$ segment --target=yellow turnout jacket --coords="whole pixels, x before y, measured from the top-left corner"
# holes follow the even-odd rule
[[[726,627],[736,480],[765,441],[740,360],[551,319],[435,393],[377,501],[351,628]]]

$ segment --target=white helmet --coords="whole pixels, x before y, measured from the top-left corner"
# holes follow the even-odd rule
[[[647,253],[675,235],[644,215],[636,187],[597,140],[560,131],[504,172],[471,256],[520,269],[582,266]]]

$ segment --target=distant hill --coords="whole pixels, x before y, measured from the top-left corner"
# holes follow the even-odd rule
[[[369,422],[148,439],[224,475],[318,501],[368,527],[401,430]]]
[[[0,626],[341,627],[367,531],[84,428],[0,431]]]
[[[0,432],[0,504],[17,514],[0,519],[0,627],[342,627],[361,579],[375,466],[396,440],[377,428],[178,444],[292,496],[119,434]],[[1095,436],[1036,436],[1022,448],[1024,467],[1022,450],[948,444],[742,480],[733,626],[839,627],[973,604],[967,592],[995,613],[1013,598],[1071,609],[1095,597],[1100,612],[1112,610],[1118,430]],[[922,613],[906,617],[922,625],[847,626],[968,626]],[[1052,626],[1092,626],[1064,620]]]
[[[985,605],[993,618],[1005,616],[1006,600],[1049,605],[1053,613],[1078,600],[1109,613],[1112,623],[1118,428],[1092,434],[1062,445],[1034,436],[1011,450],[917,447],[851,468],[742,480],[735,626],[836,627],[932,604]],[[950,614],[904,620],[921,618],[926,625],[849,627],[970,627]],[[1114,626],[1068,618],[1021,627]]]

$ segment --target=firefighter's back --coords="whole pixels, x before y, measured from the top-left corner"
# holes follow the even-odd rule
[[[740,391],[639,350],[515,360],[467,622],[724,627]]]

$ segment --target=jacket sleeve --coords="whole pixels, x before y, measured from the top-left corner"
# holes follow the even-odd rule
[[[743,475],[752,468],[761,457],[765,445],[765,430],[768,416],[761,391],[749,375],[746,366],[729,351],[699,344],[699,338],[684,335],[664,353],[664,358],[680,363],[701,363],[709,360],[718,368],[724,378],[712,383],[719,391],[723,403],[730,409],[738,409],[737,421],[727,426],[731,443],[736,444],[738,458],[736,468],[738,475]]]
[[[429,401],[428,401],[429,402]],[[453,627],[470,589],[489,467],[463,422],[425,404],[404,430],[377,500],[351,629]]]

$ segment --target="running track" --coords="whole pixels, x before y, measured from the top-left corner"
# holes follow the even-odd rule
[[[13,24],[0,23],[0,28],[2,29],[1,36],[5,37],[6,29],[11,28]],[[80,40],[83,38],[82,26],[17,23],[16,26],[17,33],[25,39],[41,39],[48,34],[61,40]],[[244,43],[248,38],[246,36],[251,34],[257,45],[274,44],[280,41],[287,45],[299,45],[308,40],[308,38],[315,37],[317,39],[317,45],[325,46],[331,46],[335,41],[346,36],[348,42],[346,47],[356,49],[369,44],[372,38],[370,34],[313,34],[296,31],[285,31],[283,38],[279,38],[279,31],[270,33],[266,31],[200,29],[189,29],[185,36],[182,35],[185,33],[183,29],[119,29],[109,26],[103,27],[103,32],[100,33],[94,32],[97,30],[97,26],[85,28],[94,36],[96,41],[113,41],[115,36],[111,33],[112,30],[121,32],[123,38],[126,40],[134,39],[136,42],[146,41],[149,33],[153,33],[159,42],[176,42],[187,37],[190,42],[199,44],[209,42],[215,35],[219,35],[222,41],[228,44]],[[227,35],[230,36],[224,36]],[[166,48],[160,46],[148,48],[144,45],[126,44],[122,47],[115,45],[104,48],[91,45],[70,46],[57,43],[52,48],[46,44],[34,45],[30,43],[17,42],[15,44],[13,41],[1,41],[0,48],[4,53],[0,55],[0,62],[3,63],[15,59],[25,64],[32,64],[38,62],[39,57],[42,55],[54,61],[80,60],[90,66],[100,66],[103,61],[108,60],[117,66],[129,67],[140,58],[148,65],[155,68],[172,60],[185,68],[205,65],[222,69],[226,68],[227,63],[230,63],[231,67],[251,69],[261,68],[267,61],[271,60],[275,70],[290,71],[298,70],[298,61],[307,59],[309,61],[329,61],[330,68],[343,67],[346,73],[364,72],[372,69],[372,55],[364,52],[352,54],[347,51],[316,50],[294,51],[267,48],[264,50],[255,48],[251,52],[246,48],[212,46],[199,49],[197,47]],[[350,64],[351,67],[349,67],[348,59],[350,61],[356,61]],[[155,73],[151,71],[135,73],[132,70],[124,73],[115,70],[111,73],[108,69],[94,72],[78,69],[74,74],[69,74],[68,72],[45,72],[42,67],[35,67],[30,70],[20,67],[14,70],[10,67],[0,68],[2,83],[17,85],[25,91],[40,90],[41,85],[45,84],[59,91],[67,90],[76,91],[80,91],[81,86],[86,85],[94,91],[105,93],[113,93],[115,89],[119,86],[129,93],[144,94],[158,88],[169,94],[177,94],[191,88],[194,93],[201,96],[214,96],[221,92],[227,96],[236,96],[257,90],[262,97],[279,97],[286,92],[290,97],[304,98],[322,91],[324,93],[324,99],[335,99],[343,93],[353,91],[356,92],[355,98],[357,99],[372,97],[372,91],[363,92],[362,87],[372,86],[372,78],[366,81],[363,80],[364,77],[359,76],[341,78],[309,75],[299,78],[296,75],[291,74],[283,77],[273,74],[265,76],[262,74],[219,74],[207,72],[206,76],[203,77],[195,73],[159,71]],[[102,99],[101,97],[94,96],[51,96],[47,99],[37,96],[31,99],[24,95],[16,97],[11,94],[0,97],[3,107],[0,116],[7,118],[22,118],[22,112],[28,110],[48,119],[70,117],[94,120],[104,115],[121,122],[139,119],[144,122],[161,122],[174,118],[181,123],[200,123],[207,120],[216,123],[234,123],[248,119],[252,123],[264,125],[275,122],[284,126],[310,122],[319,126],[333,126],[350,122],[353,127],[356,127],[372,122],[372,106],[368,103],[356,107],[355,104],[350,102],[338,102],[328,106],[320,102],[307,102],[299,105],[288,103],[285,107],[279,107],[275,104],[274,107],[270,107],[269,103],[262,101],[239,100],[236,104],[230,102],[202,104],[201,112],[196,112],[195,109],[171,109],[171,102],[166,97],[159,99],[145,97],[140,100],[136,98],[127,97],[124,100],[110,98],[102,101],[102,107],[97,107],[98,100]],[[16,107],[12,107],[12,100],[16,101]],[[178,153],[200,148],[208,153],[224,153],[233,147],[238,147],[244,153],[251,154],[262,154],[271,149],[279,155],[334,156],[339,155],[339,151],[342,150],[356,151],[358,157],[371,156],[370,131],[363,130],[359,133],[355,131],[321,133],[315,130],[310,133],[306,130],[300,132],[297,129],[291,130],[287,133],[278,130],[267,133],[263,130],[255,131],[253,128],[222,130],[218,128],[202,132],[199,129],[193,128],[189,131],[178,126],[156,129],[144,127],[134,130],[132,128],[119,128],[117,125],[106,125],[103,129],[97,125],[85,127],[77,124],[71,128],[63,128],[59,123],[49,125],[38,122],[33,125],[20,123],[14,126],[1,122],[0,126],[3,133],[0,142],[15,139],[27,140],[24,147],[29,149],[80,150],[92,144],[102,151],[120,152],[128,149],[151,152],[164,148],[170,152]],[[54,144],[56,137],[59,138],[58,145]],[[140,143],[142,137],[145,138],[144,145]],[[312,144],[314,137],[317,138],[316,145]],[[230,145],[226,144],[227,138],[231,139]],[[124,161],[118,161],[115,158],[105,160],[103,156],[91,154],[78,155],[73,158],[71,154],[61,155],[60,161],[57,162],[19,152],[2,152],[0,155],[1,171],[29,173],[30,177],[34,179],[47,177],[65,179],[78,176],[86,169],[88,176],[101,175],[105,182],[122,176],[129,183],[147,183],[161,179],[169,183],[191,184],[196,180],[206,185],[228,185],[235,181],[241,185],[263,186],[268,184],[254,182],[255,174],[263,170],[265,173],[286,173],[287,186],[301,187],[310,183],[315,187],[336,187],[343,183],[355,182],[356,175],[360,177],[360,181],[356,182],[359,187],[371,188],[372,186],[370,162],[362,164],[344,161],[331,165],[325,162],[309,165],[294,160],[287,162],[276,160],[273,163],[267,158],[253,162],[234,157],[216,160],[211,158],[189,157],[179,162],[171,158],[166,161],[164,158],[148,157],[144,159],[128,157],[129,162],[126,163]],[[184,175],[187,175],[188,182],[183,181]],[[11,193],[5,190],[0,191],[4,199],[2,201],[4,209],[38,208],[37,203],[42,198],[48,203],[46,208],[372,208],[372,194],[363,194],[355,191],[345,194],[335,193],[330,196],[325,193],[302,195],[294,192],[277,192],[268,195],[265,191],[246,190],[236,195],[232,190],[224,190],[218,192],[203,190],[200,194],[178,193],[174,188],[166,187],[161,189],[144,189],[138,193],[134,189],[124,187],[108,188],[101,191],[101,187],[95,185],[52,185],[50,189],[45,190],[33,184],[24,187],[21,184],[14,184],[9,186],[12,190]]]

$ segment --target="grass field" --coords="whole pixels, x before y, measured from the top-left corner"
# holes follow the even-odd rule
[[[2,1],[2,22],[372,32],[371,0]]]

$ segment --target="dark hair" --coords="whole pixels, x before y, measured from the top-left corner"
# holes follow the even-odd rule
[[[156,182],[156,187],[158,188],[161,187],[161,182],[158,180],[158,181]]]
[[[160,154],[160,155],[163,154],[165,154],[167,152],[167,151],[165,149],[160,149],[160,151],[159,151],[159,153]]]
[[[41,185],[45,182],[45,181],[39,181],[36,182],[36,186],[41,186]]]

────────────────────────────────────────

### Exercise
Copy out the lines between the one holding "segment --target=firefighter's back" and the one holding "[[[740,391],[639,350],[515,360],[467,622],[724,627]]]", inclusive. Switch "even-odd" to "nonzero" and leave everything else as it is.

### The output
$ segment --target=firefighter's back --coords="whole pixels, x before y, measured from the top-left corner"
# holes follow the nonzero rule
[[[740,391],[639,350],[515,360],[467,622],[724,627]]]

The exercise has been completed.